**Dataset records**
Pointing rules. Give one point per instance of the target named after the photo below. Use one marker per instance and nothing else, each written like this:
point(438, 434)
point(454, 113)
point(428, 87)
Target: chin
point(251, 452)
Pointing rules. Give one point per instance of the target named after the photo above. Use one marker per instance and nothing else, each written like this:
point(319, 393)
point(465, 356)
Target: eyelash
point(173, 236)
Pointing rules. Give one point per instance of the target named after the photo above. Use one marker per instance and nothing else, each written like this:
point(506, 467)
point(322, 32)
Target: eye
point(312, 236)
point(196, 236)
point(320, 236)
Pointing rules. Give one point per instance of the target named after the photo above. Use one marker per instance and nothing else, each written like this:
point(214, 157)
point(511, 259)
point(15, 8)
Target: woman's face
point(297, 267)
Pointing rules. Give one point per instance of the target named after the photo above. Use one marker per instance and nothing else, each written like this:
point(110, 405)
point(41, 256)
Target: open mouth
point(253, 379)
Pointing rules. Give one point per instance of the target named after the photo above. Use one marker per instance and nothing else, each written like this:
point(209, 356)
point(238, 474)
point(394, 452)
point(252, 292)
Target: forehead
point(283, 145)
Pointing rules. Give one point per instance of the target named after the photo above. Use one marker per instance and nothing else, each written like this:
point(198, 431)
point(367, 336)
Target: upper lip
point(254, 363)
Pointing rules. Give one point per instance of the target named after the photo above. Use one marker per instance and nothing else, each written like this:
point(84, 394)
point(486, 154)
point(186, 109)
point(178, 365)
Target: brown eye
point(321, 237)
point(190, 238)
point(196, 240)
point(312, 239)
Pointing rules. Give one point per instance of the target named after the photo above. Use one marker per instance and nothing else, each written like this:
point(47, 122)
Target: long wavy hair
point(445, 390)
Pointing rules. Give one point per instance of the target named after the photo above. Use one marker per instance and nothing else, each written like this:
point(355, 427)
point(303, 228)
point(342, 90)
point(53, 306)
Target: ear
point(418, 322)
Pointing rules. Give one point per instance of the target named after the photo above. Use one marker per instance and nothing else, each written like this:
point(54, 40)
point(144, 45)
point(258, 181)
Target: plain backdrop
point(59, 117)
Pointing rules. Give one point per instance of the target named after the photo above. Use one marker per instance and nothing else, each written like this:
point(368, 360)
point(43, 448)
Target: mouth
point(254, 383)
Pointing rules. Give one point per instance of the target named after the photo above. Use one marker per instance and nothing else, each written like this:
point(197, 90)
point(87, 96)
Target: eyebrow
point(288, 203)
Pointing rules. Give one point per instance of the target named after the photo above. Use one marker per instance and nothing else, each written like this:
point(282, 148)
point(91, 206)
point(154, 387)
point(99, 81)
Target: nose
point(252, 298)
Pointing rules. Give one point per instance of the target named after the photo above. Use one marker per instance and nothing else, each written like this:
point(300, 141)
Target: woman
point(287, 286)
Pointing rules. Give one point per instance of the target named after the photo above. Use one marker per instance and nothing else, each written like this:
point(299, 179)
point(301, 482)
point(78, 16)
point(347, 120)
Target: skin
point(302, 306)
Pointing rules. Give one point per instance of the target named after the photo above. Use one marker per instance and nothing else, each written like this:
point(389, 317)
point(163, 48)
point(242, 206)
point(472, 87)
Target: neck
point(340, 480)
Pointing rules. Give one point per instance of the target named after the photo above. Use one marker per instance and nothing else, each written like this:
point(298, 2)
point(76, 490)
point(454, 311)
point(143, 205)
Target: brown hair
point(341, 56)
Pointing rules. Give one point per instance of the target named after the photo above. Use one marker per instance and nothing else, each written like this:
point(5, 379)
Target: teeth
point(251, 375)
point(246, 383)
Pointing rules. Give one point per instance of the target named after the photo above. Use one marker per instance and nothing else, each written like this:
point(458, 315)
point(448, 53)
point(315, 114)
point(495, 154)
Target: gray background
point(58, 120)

**The exercise**
Rewrite the lines from the start of the records through the line containing "point(251, 452)", requests included. Shift every coordinate in the answer points up by 67, and leave the sample points in the requests unchanged.

**Correct answer**
Pointing rules. Give one point per instance of the target named after the photo below. Use one marker per instance and nothing else, each written like this:
point(438, 434)
point(454, 113)
point(428, 87)
Target: chin
point(318, 519)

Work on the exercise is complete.